PAGE EXTRACT |
______

From   Steven Samuels <[email protected]>
To   [email protected]
Subject   Re: st: pool cross-section survey data
Date   Fri, 10 Oct 2008 10:00:11 -0400

Gaby,

1. Austin and Stas have already give good advice about doing a treatment comparison. Austin referred to a "super-stratum". By that he means, I believe, the following: Suppose survey 1 had I strata; survey 2 had J strata: survey 3 had K strata. You should create a new (super-stratum), so that the total of your strata is I+J+K. One way is: "egen new_strat = group(survey stratum)". If the original surveys were not stratified, then survey will be your new stratum variable.

2. I would like to know more detail about the treatment assignments and the two-stage and three-stage designs: What were the units at each stage of each survey? How the survey design and treatment design interact? For example, were different treatments applied to different survey strata? Did each PSU receive only one treatment? Were treatments randomly assigned to areas? Were there any certainty units? This will have implications for the "degrees of freedom" for your tests. There was a thread about this at: http://www.stata.com/ statalist/archive/2008-01/msg00187.html about this. Although at the time, I agreed with Jeff Pitblado's (and Stata's) default recommendation, now I am not so sure. See Korn and Graubard, 1999, Analysis of Health Surveys, Wiley, Section 5.1.

3. You have asked if you need to aggregate your data, but I'm not sure what you mean by "area", "cohort," and "district".

______

LISTING |
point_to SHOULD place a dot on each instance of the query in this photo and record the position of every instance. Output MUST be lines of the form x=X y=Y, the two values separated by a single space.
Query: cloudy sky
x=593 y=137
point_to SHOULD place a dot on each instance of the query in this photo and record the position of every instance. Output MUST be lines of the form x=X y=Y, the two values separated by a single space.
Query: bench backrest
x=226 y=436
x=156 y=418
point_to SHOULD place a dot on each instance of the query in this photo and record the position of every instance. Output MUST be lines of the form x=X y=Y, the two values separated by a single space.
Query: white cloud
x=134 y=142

______

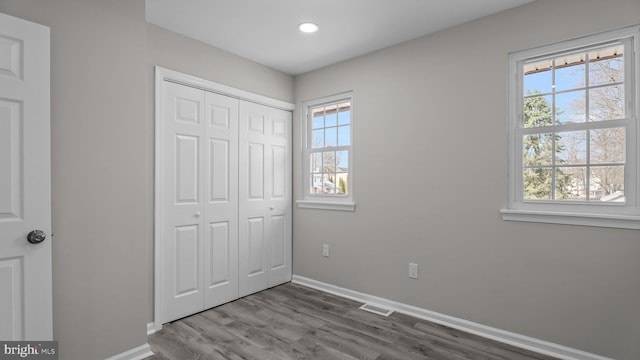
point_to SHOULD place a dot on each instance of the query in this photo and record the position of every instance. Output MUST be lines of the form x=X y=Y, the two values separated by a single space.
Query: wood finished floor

______

THINGS TO DO |
**a)** Repeat the email on pooling survey data word for word, from "From   Steven" up to and including "new stratum variable.".
**b)** In point 2 of the email on pooling survey data, what questions end in a question mark? List all of them.
**c)** Pick up the email on pooling survey data after its last sentence and keep writing.
The rows stand apart from the email on pooling survey data.

RESULTS |
**a)**
From   Steven Samuels <[email protected]>
To   [email protected]
Subject   Re: st: pool cross-section survey data
Date   Fri, 10 Oct 2008 10:00:11 -0400

Gaby,

1. Austin and Stas have already give good advice about doing a treatment comparison. Austin referred to a "super-stratum". By that he means, I believe, the following: Suppose survey 1 had I strata; survey 2 had J strata: survey 3 had K strata. You should create a new (super-stratum), so that the total of your strata is I+J+K. One way is: "egen new_strat = group(survey stratum)". If the original surveys were not stratified, then survey will be your new stratum variable.

**b)**
- What were the units at each stage of each survey?
- How the survey design and treatment design interact?
- For example, were different treatments applied to different survey strata?
- Did each PSU receive only one treatment?
- Were treatments randomly assigned to areas?
- Were there any certainty units?

**c)**
4. Stata's survey analysis programs will answer the question: How different is change (in means, proportion) over time in areas with treatment A from the change in areas with treatment B? The p-values will be based on the survey design. Do you wish your conclusions to also generalize beyond the areas in this study? If so, then perhaps standard errors should be based on "between-area" differences in response profiles, just as in a longitudinal study of individuals. This brings the analysis back to the longitudinal, model-based ("super-population") approaches that Austin and Stas have written about.

-Steve


On Oct 9, 2008, at 4:52 AM, Ana Gabriela Guerrero Serdan wrote:

Dear Steven,

Yes, PSUs were randomly selected in each survey. One survey design was done in two stages the others in three stages. However, the sampling frame is the same and based on the census.

I want to see if outcomes (Yi e.g. school/health) do change over time for peple that are living in some areas (dt) that are exposed to a certain treatment. So in the main issue I am looking for is the effect of residing in a certain region at a certain time on outcomes (assuming there is no migration).

I am also wondering if I would need to aggregate variables to a higher level maybe cohort or district? because I do not have panel data but repeated cross section surveys.

How do I deal with the difference of the sample designs?

regards,
Gaby

--- On Tue, 10/7/08, Steven Samuels <[email protected]> wrote:

From: Steven Samuels <[email protected]>
Subject: Re: st: pool cross-section survey data
To: [email protected]
Date: Tuesday, October 7, 2008, 2:07 PM
You might find useful some of the advice at
http://www.stata.com/
statalist/archive/2007-11/msg00216.html.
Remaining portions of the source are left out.